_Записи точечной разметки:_
----------

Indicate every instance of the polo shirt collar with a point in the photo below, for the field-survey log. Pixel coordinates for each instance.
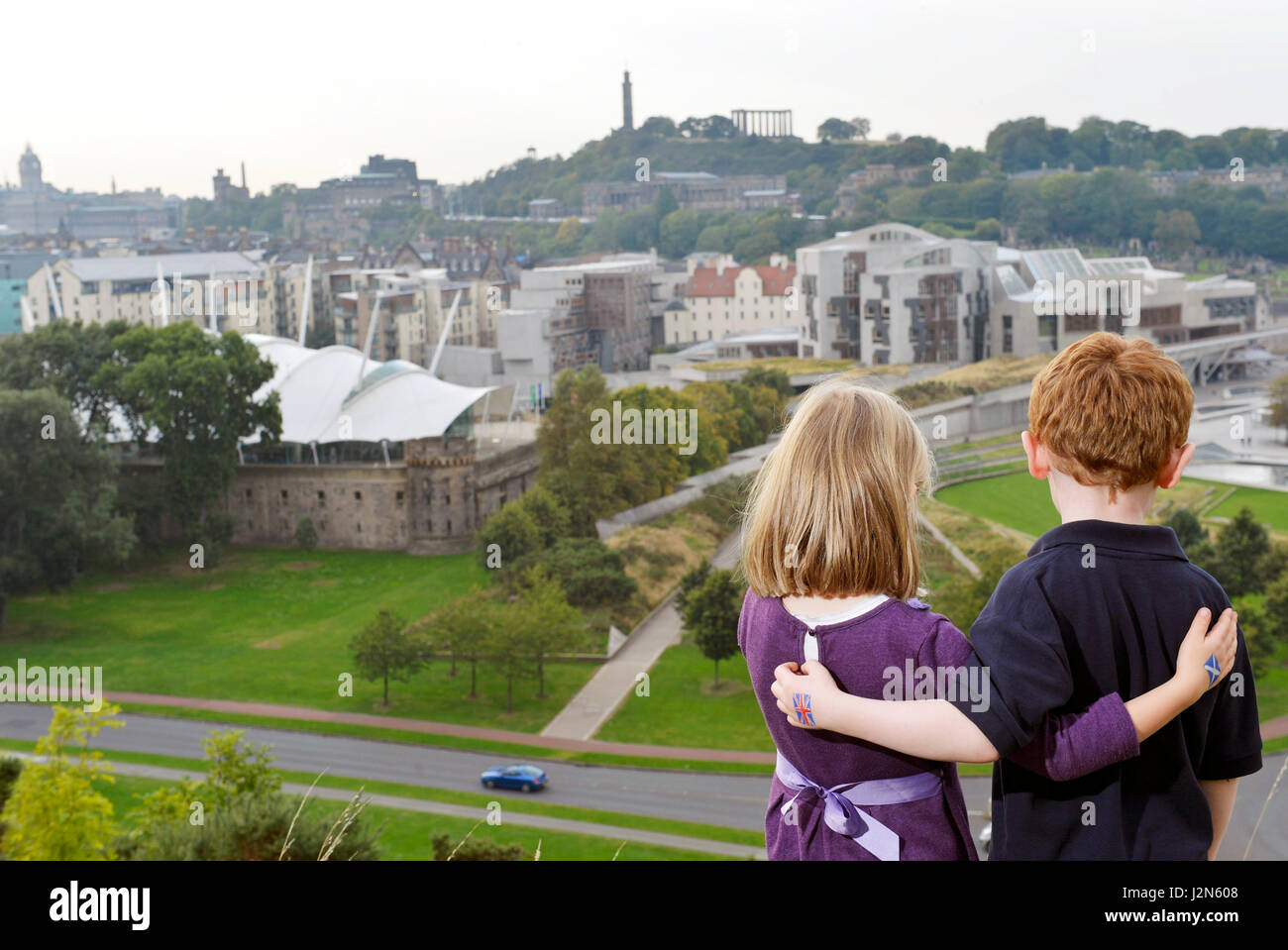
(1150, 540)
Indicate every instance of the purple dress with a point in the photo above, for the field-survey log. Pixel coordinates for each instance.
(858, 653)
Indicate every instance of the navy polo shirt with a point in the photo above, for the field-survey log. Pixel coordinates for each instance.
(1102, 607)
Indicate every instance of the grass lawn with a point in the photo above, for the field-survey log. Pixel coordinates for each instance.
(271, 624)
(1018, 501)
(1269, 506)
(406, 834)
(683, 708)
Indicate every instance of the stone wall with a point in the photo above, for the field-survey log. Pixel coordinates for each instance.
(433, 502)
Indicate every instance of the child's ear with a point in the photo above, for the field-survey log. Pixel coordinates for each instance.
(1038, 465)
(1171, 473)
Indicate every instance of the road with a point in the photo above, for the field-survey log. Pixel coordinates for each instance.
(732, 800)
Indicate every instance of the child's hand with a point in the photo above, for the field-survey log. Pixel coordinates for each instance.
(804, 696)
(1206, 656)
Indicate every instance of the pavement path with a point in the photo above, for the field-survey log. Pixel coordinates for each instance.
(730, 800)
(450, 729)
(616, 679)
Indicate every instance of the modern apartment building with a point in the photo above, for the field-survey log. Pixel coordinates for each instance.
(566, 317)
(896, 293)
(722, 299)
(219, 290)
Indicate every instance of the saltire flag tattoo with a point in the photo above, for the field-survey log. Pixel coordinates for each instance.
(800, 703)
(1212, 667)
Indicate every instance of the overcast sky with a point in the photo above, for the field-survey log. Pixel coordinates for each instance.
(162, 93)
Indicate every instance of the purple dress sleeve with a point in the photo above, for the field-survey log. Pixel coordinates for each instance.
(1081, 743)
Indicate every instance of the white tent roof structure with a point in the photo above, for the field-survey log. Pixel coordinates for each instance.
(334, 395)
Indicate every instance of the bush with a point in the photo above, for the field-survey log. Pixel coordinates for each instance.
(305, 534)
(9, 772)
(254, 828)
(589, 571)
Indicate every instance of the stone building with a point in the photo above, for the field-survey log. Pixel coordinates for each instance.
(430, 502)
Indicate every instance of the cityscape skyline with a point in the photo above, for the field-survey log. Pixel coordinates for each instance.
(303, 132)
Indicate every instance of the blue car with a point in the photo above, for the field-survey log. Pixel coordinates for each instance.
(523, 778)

----------

Воспроизведите строки, начиная с первой строки записей и заканчивая строкой, содержащей «(1171, 473)», включительно, вместе с запросами; масштабируйте координаты точек в ответах, умножив их на 1,7 и округлив до целых (половины округляются в большую сторону). Изображения в ответ не включайте.

_Ответ:_
Indicate every instance of the polo shirt collar with a point in the photo below, for the field-survey log. Pixel coordinates for each instance.
(1955, 918)
Indicate every instance of the purple dress with a point in the photo above, for the field-survey log. Pixel coordinates for each instance.
(1459, 1110)
Indicate every instance of the navy polo shirt with a point in the photo above, for the field-survey log. Pixel coordinates for each instance.
(1873, 1032)
Indicate every instance of the grass lawn with a point in the photo above, for the field-survey log. Pixel coordinates for each instance.
(461, 1061)
(1731, 852)
(2157, 860)
(690, 1418)
(1161, 1204)
Indicate every instance of the stone wall with a point in the photo above, for the field-survey log. Pixel coordinates for each instance.
(736, 853)
Indicate every instance of the child's ear with a point in the photo above, for the field-survey log. Pixel coordinates for each instance.
(1765, 791)
(1991, 804)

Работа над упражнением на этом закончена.